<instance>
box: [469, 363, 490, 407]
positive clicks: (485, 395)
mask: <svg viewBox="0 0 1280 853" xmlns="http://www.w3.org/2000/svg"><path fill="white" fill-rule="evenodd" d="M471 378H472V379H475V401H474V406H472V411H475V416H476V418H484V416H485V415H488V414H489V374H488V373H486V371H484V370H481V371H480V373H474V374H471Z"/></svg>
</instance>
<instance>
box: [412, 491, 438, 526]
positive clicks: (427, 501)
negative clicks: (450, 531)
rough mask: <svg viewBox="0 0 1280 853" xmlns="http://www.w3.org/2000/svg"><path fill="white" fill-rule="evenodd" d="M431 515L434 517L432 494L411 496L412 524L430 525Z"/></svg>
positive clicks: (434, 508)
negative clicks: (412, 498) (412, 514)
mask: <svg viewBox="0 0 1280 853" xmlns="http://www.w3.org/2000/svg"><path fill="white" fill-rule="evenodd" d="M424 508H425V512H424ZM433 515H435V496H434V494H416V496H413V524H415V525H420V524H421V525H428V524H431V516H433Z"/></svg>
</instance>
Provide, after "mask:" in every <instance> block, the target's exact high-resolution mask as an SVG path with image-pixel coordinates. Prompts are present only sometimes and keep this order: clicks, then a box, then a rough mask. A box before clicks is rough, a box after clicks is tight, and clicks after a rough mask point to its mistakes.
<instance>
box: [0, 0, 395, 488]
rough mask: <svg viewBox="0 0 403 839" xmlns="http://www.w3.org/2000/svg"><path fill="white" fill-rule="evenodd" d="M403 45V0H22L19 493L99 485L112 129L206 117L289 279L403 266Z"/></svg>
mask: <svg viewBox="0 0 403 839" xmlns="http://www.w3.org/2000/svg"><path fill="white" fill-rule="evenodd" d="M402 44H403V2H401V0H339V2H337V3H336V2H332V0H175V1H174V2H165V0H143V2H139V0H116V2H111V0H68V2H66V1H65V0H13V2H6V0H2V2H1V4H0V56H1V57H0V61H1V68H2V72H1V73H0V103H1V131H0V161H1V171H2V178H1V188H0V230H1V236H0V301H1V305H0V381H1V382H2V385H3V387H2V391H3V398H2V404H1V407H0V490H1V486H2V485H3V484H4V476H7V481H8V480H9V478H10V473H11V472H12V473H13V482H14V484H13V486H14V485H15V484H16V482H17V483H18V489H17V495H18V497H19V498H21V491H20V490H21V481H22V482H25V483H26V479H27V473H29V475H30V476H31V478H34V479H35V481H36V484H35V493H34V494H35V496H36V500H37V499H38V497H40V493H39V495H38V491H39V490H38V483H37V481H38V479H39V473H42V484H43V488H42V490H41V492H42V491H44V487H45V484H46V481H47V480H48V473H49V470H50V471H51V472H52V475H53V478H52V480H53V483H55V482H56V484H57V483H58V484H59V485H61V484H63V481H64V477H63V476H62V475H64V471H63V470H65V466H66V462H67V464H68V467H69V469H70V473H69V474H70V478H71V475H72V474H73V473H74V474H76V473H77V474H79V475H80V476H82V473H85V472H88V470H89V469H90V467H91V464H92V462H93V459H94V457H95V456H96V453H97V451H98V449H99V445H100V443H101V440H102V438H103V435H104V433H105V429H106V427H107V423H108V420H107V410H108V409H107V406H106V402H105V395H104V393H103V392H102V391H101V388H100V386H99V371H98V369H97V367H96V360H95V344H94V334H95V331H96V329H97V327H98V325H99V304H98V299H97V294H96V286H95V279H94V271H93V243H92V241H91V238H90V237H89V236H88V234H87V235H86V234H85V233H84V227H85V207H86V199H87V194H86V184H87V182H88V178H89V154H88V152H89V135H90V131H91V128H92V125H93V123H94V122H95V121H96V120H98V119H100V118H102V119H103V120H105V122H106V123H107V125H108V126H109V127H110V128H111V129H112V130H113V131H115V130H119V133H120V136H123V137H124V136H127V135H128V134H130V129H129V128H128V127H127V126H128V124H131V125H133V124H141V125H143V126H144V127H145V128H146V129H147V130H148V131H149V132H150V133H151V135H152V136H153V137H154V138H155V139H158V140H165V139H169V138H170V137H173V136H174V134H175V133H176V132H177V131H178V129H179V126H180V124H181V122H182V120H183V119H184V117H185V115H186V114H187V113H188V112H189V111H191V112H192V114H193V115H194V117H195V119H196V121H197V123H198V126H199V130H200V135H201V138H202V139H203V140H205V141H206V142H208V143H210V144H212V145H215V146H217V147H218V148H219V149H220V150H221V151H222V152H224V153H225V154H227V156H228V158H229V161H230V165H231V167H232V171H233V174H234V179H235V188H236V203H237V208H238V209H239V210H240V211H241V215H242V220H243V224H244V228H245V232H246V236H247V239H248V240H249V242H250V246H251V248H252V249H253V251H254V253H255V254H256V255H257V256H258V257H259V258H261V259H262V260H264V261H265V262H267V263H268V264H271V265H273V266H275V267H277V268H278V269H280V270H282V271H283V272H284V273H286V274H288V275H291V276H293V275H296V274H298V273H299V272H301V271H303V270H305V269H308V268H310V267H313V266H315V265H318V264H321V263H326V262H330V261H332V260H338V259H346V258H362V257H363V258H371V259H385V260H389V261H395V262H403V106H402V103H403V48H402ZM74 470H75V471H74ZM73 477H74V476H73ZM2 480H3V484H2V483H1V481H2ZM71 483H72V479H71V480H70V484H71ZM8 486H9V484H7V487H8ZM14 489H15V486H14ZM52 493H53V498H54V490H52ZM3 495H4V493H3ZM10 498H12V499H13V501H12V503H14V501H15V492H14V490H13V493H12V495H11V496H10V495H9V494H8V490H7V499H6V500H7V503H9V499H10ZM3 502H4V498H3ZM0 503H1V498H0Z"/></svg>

------------------------------------------------------------------------

* WHAT YOU HAVE TO DO
Of the lines above, output exactly those from the line bearing "to its mistakes." through the line bearing "box: [0, 0, 395, 488]", inclusive.

* RESULT
Provide, after "mask:" in every <instance> block, the target's exact high-resolution mask as an SVG path with image-pixel coordinates. Prompts are present only sometimes and keep this order: clicks, then a box, then a rough mask. A box before clicks is rough, a box after clicks is tight, and clicks after a rough mask point to its mistakes.
<instance>
box: [0, 0, 395, 488]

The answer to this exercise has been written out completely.